- WHAT THE TASK ASKS
Repeat every entry word for word, but leave the images out of your copy.
═══ SOURCE DATA ═══
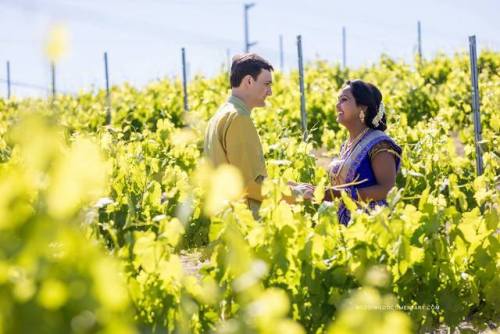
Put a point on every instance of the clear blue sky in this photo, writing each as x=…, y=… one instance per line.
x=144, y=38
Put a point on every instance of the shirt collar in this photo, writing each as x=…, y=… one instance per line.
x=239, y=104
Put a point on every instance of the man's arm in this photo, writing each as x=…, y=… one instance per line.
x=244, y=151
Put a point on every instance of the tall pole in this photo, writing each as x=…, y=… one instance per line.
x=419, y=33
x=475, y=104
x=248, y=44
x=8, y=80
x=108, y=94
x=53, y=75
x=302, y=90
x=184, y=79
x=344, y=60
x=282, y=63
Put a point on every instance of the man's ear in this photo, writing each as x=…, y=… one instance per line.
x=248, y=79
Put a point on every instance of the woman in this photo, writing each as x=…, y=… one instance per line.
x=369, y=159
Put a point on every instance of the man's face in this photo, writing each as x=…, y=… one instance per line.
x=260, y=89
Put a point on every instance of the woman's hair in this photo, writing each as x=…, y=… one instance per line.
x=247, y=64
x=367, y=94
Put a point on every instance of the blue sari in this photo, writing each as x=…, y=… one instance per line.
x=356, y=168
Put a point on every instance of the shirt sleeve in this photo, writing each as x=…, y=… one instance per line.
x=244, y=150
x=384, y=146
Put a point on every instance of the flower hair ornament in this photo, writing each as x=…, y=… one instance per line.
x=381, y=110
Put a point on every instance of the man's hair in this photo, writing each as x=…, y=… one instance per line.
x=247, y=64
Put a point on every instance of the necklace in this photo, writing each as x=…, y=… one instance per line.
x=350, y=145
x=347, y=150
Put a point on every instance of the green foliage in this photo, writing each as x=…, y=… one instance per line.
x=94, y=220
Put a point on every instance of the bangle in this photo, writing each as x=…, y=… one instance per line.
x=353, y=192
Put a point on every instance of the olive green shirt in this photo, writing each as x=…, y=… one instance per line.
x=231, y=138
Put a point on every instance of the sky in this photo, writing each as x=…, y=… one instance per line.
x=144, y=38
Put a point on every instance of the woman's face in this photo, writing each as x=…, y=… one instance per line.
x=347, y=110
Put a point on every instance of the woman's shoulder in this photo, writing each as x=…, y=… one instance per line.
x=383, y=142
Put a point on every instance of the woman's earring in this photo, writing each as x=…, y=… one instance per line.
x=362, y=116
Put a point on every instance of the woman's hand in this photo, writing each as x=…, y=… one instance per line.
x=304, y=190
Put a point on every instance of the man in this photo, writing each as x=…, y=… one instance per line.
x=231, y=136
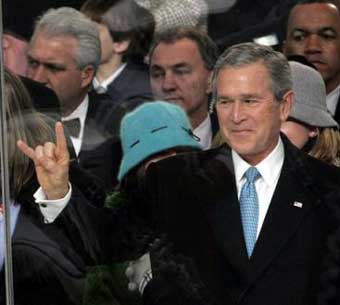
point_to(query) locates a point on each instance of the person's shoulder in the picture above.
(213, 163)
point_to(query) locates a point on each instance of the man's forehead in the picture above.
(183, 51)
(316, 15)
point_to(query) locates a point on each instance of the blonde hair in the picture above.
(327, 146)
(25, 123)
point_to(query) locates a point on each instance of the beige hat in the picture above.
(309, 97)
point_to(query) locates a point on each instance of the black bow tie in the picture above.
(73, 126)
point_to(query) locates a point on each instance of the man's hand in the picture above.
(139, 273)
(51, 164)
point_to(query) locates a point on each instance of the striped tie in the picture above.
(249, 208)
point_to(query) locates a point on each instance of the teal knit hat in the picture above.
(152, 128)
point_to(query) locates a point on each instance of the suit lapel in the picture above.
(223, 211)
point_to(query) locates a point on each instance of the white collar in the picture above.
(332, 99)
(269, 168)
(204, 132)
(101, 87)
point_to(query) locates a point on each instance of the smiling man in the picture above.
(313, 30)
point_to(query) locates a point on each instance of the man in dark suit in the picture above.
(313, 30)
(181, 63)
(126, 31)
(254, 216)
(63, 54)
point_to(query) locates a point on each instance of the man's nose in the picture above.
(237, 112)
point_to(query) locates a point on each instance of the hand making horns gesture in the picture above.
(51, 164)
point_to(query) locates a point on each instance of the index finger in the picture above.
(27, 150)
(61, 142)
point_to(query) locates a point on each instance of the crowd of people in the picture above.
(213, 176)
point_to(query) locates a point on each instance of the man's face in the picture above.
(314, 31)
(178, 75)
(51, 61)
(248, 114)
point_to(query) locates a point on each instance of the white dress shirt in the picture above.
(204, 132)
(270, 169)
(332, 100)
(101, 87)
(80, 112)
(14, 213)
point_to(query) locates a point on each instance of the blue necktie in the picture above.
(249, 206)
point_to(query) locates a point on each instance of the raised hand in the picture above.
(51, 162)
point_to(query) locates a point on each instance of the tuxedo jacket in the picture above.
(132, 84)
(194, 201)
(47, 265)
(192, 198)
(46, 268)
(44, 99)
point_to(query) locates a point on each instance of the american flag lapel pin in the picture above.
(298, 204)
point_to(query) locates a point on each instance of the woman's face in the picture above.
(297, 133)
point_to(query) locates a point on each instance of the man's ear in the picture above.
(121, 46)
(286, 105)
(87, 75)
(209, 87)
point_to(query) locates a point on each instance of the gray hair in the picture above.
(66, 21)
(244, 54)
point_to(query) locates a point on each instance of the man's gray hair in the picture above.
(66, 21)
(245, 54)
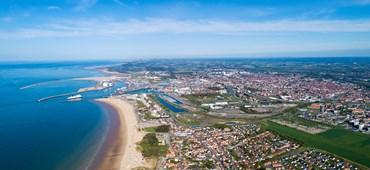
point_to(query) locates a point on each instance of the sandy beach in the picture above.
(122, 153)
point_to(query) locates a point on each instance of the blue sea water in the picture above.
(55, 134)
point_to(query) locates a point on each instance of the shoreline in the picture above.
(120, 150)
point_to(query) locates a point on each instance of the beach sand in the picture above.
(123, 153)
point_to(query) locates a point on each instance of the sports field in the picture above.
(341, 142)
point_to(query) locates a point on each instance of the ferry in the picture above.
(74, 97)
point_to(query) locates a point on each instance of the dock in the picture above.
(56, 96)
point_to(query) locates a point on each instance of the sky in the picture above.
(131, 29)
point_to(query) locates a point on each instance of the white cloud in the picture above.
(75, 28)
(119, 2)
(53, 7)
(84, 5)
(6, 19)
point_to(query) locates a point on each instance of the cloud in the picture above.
═══
- TASK ANSWER
Put a point on every instance of the clear blue sky in this photo, writing each as x=…, y=… one instance per line.
x=144, y=38
Put a point on every instance of the shirt collar in this photo, writing each as x=…, y=… one instance per line.
x=239, y=104
Put a point on every instance of the man's arm in this photo, writing each as x=…, y=… one instance per line.
x=244, y=151
Put a point on every instance of the tall pole in this photo, writing each as x=…, y=… one instance per line.
x=419, y=33
x=475, y=104
x=248, y=44
x=8, y=80
x=108, y=94
x=53, y=75
x=302, y=90
x=184, y=79
x=344, y=60
x=282, y=63
Put a point on every instance of the man's ear in this photo, writing each as x=…, y=… one instance per line.
x=248, y=79
Put a point on every instance of the woman in this photo, writing each as x=…, y=… one instance per line.
x=369, y=159
Put a point on every instance of the man's face in this photo, writing each as x=…, y=… one instance per line.
x=260, y=89
Put a point on every instance of the woman's hair in this photo, writing each as x=…, y=… one instance per line.
x=247, y=64
x=367, y=94
Put a point on every instance of the blue sari in this photo, writing each as x=…, y=… one instance per line.
x=356, y=168
Put a point on every instance of the shirt sleeve in this photo, writing each as x=…, y=… one instance per line.
x=244, y=150
x=384, y=146
Put a point on every instance of the flower hair ornament in this photo, writing each as x=…, y=… one instance per line.
x=381, y=110
Put a point on every instance of the man's hair in this photo, writing each as x=…, y=… one instance per line.
x=247, y=64
Put a point on every instance of the necklace in this photo, writing each as x=…, y=… one instance per line.
x=350, y=145
x=347, y=150
Put a point on every instance of the green foliage in this photo, writing each as x=…, y=… one instance per line.
x=94, y=220
Put a point on every instance of the bangle in this photo, writing each as x=…, y=… one instance per line.
x=353, y=192
Put a point on every instance of the olive green shirt in this photo, writing each as x=…, y=… one instance per line.
x=231, y=138
Put a point on every instance of the sky in this photo, writing each as x=…, y=… one instance per line.
x=144, y=38
Put a point on every instance of the woman's face in this photo, writing each as x=…, y=… one instance per line.
x=347, y=110
Put a point on every instance of the woman's shoulder in this photo, writing each as x=…, y=… one instance per line.
x=383, y=142
Put a point on every instance of the woman's earring in this photo, writing each as x=…, y=… one instance per line.
x=362, y=116
Put a point on every instance of the woman's hand in this photo, writing each as x=…, y=… one instance per line.
x=304, y=190
Put a point on every instance of the man in this photo, writing each as x=…, y=… one instance per line.
x=231, y=136
point_to(query) locates a point on each instance of the person's shoulder in the picture above.
(213, 163)
point_to(query) locates a point on each instance of the man's forehead in the picture above.
(183, 51)
(316, 15)
point_to(query) locates a point on each instance of the blonde hair in the picture above.
(327, 146)
(25, 123)
point_to(query) locates a point on each instance of the beige hat in the picture above.
(309, 97)
point_to(query) locates a point on each instance of the black bow tie in the picture above.
(73, 126)
point_to(query) locates a point on each instance of the man's hand in the picture above.
(139, 273)
(51, 164)
point_to(query) locates a point on each instance of the striped tie in the picture above.
(249, 208)
point_to(query) locates a point on each instance of the teal knit hat in the picture above.
(152, 128)
point_to(query) locates a point on each instance of the suit lapel in the picture above.
(223, 211)
point_to(query) locates a point on each instance of the white collar in the picture above.
(332, 99)
(269, 168)
(204, 132)
(101, 87)
point_to(query) locates a point on each instance of the smiling man in the picture above.
(313, 30)
point_to(query) locates a point on each instance of the man in dark suit in the picture above.
(313, 30)
(181, 63)
(126, 31)
(254, 216)
(63, 54)
point_to(query) locates a point on each instance of the man's nose in the picture above.
(237, 112)
point_to(query) locates a point on each instance of the hand making horns gesture in the picture above.
(51, 164)
point_to(query) locates a point on each instance of the index finger in the picture above.
(27, 150)
(61, 142)
point_to(query) locates a point on each instance of the crowd of people in the picture above.
(213, 176)
point_to(query) locates a point on each instance of the man's face in the picture above.
(314, 31)
(178, 75)
(51, 61)
(248, 114)
point_to(query) locates a point on each instance of the white dress shirt in the picture above.
(204, 132)
(270, 169)
(332, 100)
(101, 87)
(80, 112)
(14, 213)
point_to(query) locates a point on each instance of the blue necktie in the picture above.
(249, 206)
point_to(query) locates a point on each instance of the raised hand in the picture above.
(51, 162)
point_to(query) locates a point on each instance of the tuxedo jacket in the picture above.
(132, 84)
(194, 201)
(47, 265)
(192, 198)
(46, 268)
(44, 99)
point_to(query) locates a point on each instance of the american flag lapel pin in the picture above.
(298, 204)
point_to(query) locates a point on each instance of the woman's face in the picture above.
(297, 133)
point_to(query) locates a point on each instance of the man's ear in the picture above.
(121, 46)
(286, 105)
(87, 75)
(209, 87)
point_to(query) locates a point on each instance of the gray hair in the picture above.
(66, 21)
(244, 54)
point_to(query) locates a point on each instance of the man's gray hair in the picture above.
(66, 21)
(245, 54)
point_to(query) locates a point on each instance of the sandy beach in the picture above.
(122, 153)
point_to(query) locates a point on each instance of the blue sea water in the picture above.
(55, 134)
point_to(query) locates a point on each instance of the shoreline in the picture above.
(120, 150)
point_to(query) locates a point on each instance of the beach sand in the picture above.
(123, 153)
point_to(query) locates a point on each instance of the sports field in the picture above.
(341, 142)
point_to(query) locates a point on each instance of the ferry in the picture above.
(74, 97)
point_to(query) locates a point on each instance of the dock in the picture above.
(56, 96)
point_to(query) locates a point on each instance of the sky in the picture above.
(131, 29)
point_to(query) locates a point on each instance of the white cloud in the picture above.
(75, 28)
(119, 2)
(53, 7)
(84, 5)
(6, 19)
point_to(query) locates a point on each instance of the cloud in the picture above.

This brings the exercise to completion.